- Quoted passage
Jason McCoy: A foundation of trial and error

Jason McCoy loves his work. The owner of Bramwell-McKay has returned to his family farm and put his 32 years of masonry expertise to work on projects around Dubois County. Here he places blocks in the new hotel at the River Centre.

Jason McCoy places a block at the northwest corner of the east tower for the hotel being built at the River Centre.

“Watch these guys,” he explains motioning around with the trowel in his hand, “I just put that block there and they love to catch me making a mistake.”

It looks like any other block on the growing four-story supporting structure for the future 84-room Fairfield Inn and Suites. But Jason explains that a steel beam providing support for the second story floor has to sit inside the block. The correct block has a side broken out to create a u-shaped cradle for the beam to sit in.

Jason waits as the 15 or so men continue working under the temporary tent that provides marginal protection from the rain and wind. But no one has caught the block yet.

One block-layer is making his way along the 550-footwall towards the corner where the errant block sits. His head is down as he works methodically while hod carriers keep him flush in mortar and blocks.

Jason is confident the crew will catch his “mistake.” On a nearby platform, the correct block sits in plain view among the other blocks.

- Instructions
**A.** In the article about Jason McCoy, how many rooms will the hotel being built at the River Centre have?
**B.** Pick up the article about Jason McCoy the mason after its last sentence and write the next few paragraphs.

- Extracted entries
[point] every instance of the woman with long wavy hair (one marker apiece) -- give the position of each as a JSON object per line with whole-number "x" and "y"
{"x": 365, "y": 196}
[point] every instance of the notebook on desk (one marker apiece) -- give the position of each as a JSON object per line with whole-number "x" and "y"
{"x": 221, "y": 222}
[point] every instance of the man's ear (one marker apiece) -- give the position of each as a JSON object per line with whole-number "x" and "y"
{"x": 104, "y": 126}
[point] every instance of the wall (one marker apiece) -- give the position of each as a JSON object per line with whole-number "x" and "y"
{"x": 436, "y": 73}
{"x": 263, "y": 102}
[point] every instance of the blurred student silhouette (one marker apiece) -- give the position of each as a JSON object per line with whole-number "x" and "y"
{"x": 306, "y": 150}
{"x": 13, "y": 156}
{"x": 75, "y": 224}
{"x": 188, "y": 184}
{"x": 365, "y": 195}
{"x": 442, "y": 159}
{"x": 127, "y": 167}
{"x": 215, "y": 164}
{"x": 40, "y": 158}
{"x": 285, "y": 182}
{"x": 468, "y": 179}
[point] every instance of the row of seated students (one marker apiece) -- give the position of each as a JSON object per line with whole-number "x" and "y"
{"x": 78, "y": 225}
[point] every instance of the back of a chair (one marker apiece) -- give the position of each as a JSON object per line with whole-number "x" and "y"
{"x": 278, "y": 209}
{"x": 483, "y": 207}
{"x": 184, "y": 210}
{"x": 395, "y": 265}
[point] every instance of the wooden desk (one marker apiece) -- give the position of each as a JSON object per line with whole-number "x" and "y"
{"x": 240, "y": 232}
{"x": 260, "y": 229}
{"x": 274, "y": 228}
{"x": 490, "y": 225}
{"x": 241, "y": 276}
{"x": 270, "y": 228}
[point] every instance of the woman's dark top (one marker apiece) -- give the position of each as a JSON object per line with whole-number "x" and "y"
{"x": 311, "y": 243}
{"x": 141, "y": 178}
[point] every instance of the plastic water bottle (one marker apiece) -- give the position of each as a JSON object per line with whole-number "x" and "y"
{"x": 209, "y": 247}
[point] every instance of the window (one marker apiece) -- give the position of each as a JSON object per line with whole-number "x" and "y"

- The answers
**A.** 84 rooms.

**B.**
Laying a thousand blocks a day to meet the deadline, the crew hustles on the cross members of the hydraulic scaffolding. A call goes out for everyone to brace themselves as it is raised to accommodate the rising tower. Work stops and hands grasp anything solid for support as the platform raises about a foot.

As everyone confirms things are set and work picks back up, Jason takes a phone call. After hanging up, he explains the history behind hod carriers and the reason graduation hats are called mortarboards.

Before hydraulic platforms could be raised to the level the masons were working along with their materials, hod carriers, or laborers, balanced a three-sided box that held mortar on the end of a long pole to bring the building materials up to the masons. The scoop, or hod, of mortar, is then poured onto the flat — like the hats — mortarboard next to the mason.

“I’ve never carried a hod,” the 51-year-old mason explains. “The generation before me didn’t use them, nor the one before them but we still call the laborers hod carriers.”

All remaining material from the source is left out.